> Work request
Repeat each entry below exactly as it stands.

> Task input
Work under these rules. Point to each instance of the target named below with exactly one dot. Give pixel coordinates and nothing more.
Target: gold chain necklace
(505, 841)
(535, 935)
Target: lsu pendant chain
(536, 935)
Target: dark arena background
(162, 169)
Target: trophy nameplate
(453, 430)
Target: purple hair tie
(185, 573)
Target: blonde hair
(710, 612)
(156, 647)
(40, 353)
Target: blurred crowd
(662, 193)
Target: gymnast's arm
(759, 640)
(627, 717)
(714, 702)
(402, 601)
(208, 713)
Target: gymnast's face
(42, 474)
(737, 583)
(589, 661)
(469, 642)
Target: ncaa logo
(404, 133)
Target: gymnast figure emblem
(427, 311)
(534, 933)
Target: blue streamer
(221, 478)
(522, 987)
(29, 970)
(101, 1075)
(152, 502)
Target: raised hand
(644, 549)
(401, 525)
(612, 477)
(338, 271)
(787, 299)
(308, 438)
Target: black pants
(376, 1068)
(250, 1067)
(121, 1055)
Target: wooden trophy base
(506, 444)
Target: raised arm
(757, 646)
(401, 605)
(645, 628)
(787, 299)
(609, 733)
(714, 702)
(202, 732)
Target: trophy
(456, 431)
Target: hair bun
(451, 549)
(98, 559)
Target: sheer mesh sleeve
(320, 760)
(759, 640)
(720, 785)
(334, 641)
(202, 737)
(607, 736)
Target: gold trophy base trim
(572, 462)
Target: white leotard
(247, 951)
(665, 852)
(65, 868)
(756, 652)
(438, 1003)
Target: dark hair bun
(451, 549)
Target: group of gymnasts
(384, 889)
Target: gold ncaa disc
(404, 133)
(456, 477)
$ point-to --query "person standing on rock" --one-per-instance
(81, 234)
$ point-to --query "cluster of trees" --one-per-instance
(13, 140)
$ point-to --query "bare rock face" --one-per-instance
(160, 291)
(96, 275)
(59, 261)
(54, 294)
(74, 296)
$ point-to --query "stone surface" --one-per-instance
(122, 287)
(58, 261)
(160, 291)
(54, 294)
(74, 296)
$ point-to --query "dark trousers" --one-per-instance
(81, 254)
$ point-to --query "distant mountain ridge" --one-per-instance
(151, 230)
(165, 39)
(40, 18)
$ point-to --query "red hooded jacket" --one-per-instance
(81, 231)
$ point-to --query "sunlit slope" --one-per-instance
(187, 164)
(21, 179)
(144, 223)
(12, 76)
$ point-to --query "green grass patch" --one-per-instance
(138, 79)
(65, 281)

> Response below
Work under these rules. Point to each instance of the target named below with exactly one dot. Give pixel coordinates and nothing more.
Target: gold chain necklace
(505, 841)
(535, 935)
Target: lsu pendant chain
(536, 935)
Target: dark arena background
(162, 169)
Target: trophy nameplate
(453, 430)
Target: purple hair tie
(185, 573)
Target: blonde hair
(710, 612)
(156, 647)
(40, 353)
Target: blurred crowd
(662, 193)
Target: gymnast's arm
(759, 640)
(627, 717)
(714, 702)
(402, 601)
(208, 713)
Target: gymnast's face
(42, 474)
(737, 583)
(589, 661)
(469, 642)
Target: ncaa logo
(404, 133)
Target: gymnast figure emblem
(427, 311)
(534, 933)
Target: blue streamer
(221, 478)
(522, 987)
(29, 970)
(101, 1075)
(152, 502)
Target: raised hand
(644, 549)
(401, 525)
(612, 477)
(338, 271)
(787, 299)
(308, 438)
Target: black pants
(376, 1068)
(250, 1067)
(121, 1055)
Target: wooden trophy base
(506, 444)
Target: raised arm
(757, 646)
(401, 605)
(645, 628)
(787, 299)
(609, 733)
(714, 702)
(202, 732)
Target: trophy
(456, 431)
Target: hair bun
(451, 549)
(98, 559)
Target: sheer mesh sleeve
(320, 760)
(759, 640)
(720, 785)
(334, 641)
(202, 737)
(607, 736)
Target: gold trophy base trim
(572, 462)
Target: white leotard
(247, 951)
(665, 852)
(65, 868)
(756, 652)
(438, 1003)
Target: dark hair bun
(451, 549)
Target: group of gymnasts
(384, 889)
Target: gold ncaa disc
(404, 133)
(456, 477)
$ point-to --query "person standing on rock" --one-per-instance
(81, 234)
$ point-to --query "cluster of trees" --one-per-instance
(13, 140)
$ point-to --query "bare rock face" --one-per-instance
(160, 291)
(96, 275)
(59, 261)
(54, 294)
(74, 296)
$ point-to --query "stone surface" --one-per-instance
(122, 287)
(58, 261)
(160, 291)
(54, 294)
(74, 296)
$ point-to --query "dark trousers" --one-per-instance
(81, 254)
$ point-to --query "distant mountain ridge" --one-per-instance
(151, 230)
(165, 39)
(40, 18)
$ point-to --query "red hooded jacket" --one-per-instance
(81, 231)
$ point-to --query "sunlit slope" --one-per-instance
(187, 164)
(21, 179)
(144, 223)
(12, 76)
$ point-to --query "green grass patch" --one-per-instance
(138, 79)
(65, 281)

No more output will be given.